Referring expression pointing data
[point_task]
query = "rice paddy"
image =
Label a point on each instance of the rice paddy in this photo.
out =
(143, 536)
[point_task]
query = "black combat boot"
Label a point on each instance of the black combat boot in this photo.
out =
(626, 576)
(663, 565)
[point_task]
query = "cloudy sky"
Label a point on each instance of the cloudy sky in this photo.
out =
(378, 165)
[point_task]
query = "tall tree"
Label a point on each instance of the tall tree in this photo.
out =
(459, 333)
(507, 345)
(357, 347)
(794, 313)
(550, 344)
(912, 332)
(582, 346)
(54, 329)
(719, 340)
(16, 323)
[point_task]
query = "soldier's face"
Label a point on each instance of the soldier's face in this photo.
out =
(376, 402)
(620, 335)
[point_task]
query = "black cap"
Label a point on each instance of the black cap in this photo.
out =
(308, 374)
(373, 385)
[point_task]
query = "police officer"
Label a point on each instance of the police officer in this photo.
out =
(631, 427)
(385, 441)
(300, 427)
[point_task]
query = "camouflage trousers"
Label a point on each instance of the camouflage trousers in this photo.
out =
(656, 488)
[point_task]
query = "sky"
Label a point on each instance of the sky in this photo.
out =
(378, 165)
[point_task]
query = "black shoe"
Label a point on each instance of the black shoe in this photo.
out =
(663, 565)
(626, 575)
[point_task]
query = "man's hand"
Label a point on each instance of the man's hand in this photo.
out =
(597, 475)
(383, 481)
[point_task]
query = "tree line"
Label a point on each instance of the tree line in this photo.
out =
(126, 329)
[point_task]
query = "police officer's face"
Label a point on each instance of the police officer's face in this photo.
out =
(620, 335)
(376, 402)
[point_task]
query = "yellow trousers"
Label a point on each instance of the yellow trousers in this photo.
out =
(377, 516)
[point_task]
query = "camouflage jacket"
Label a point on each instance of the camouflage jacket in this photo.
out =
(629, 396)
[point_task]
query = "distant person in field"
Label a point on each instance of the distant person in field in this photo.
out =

• _WORK TASK_: In the data above, find each line that uses the string "combat". Copy it.

• _SOLUTION TO THIS EXERCISE_:
query = "black combat boot"
Label a point on each instance of the black combat boot in this photo.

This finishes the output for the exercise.